Convert every line of the listing below into a JSON array of strings, one string per line, with blank lines and the pictures left out.

** begin RECORD SET **

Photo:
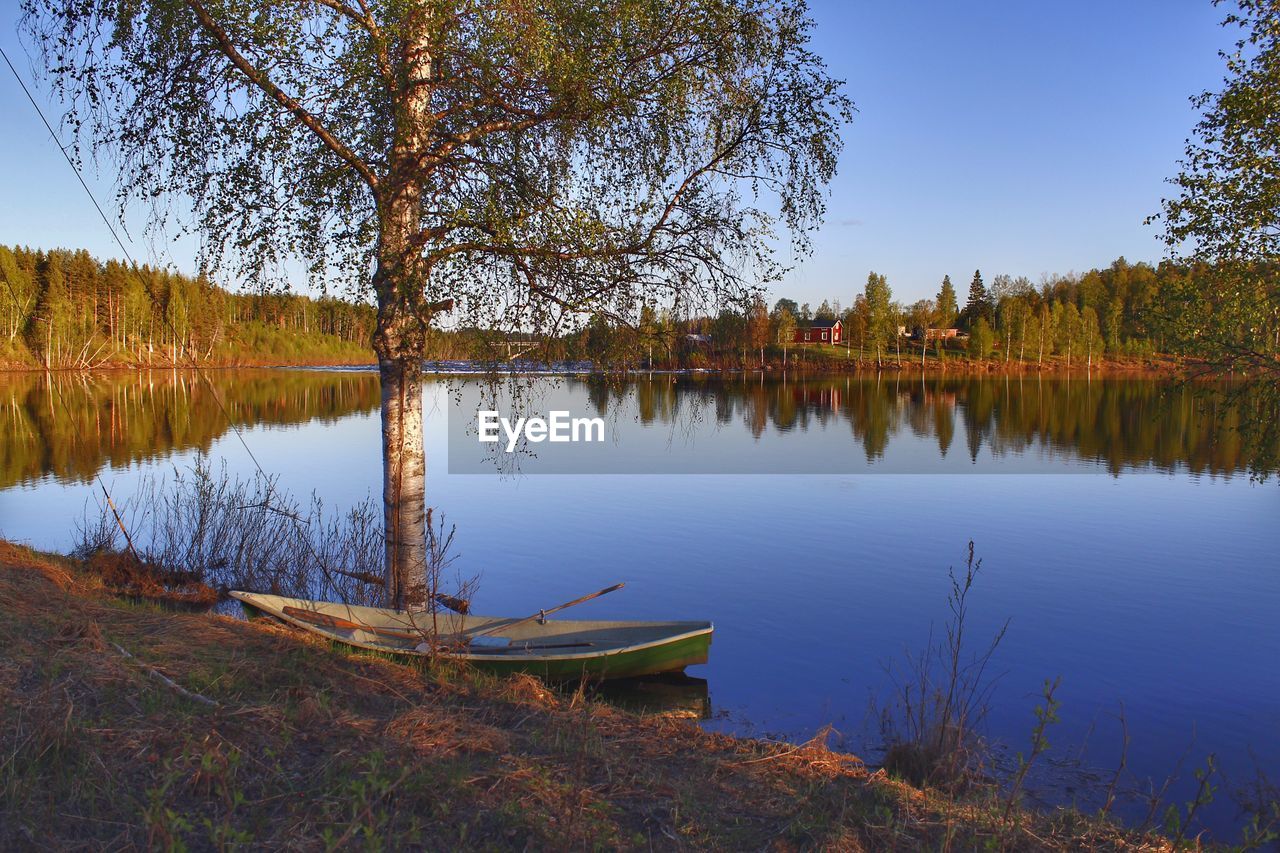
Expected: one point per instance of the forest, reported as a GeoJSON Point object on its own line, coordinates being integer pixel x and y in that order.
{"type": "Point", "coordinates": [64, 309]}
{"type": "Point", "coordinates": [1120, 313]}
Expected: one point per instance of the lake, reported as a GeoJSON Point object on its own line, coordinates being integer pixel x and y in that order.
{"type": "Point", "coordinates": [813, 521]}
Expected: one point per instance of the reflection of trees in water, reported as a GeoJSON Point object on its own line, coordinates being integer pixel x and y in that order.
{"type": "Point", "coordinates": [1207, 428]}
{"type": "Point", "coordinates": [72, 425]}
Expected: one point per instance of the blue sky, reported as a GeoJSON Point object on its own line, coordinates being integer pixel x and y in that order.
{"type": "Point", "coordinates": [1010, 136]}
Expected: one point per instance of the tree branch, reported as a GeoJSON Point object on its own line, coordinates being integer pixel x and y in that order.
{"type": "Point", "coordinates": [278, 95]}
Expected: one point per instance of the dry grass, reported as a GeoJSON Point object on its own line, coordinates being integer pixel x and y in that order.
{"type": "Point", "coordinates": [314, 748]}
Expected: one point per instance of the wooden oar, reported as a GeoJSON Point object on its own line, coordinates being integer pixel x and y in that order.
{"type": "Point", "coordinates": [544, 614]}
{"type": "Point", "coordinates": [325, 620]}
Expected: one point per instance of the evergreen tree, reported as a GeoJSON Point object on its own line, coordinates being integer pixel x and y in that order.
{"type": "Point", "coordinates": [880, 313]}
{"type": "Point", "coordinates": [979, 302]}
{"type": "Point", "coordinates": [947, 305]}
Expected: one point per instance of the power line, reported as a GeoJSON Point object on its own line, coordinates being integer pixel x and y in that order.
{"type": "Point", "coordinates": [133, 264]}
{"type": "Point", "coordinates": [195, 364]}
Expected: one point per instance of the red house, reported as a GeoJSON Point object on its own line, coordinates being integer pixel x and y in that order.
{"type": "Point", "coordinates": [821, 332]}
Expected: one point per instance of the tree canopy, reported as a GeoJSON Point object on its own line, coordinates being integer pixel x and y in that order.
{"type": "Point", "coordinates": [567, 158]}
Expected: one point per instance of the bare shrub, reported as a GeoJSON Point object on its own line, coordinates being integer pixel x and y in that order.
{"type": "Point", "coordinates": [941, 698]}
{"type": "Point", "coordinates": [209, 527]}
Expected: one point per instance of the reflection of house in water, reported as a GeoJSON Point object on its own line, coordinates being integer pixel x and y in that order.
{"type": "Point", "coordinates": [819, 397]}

** end RECORD SET **

• [WRITTEN RESPONSE]:
[
  "Photo:",
  "Expected: one point per instance of the forest, reported as a GeoJSON Point object on its own line, coordinates being integer pixel x and y in that order.",
  "{\"type\": \"Point\", \"coordinates\": [64, 309]}",
  "{\"type\": \"Point\", \"coordinates\": [1120, 313]}",
  "Expected: one point per instance of the lake, reported as a GeoJSON Point object on its own line, coordinates being integer pixel x and y in that order.",
  "{\"type\": \"Point\", \"coordinates\": [813, 521]}",
  "Expected: one point per instance of the reflection of trees in water, reported as a GeoJSON Point object on its own line, coordinates being integer pixel x and y in that order.",
  "{\"type\": \"Point\", \"coordinates\": [1207, 428]}",
  "{\"type\": \"Point\", \"coordinates\": [72, 425]}",
  "Expected: one point per instance of the blue sky, reported as a GeoJSON Point object on its own line, coordinates being integer pixel x and y in that order.",
  "{\"type\": \"Point\", \"coordinates\": [1010, 136]}",
  "Expected: one point per instance of the tree branch, reported as a GeoJSON Point object on its own line, coordinates being integer pixel x and y in that order.",
  "{\"type\": \"Point\", \"coordinates\": [278, 95]}",
  "Expected: one point per instance of the dry grass, reported as a GeoJSON Point object on its own line, coordinates being integer pixel x and y in that order.",
  "{\"type\": \"Point\", \"coordinates\": [314, 748]}",
  "Expected: one point per instance of the wooden oar, reported as a GeoJSON Point object on its own line, coordinates being integer pixel x and y in that order.",
  "{\"type\": \"Point\", \"coordinates\": [544, 614]}",
  "{\"type\": \"Point\", \"coordinates\": [325, 620]}",
  "Expected: one point per instance of the evergreen tree, reported as a GeoJSON Point object on its own line, coordinates being integer pixel x and y in that order.",
  "{\"type\": \"Point\", \"coordinates\": [880, 313]}",
  "{\"type\": \"Point\", \"coordinates\": [979, 302]}",
  "{\"type\": \"Point\", \"coordinates\": [947, 305]}",
  "Expected: one point per instance of the power line, reported as a GeoJSON Point object on its own line, coordinates being integer pixel x and y in that order.",
  "{\"type\": \"Point\", \"coordinates\": [133, 264]}",
  "{\"type\": \"Point\", \"coordinates\": [195, 364]}",
  "Expected: one point per instance of the red house, reported as a GeoJSON Point object on its own line, coordinates being integer pixel x and y in that order.",
  "{\"type\": \"Point\", \"coordinates\": [821, 332]}",
  "Expected: one point per instance of the tree canopy, reported as a GeoJSON Point object on its own line, coordinates being integer pixel x and y in that order.",
  "{\"type\": \"Point\", \"coordinates\": [567, 158]}",
  "Expected: one point per instance of the bare shrub, reported as a GeoJSON Point object on its own line, coordinates being integer pixel x and y in that order.",
  "{\"type\": \"Point\", \"coordinates\": [941, 698]}",
  "{\"type\": \"Point\", \"coordinates\": [209, 527]}",
  "Expected: one point per instance of the reflection of house in water, reported as a GeoJSON Point object on its own line, coordinates being integer pixel x and y in that order.",
  "{\"type\": \"Point\", \"coordinates\": [819, 397]}"
]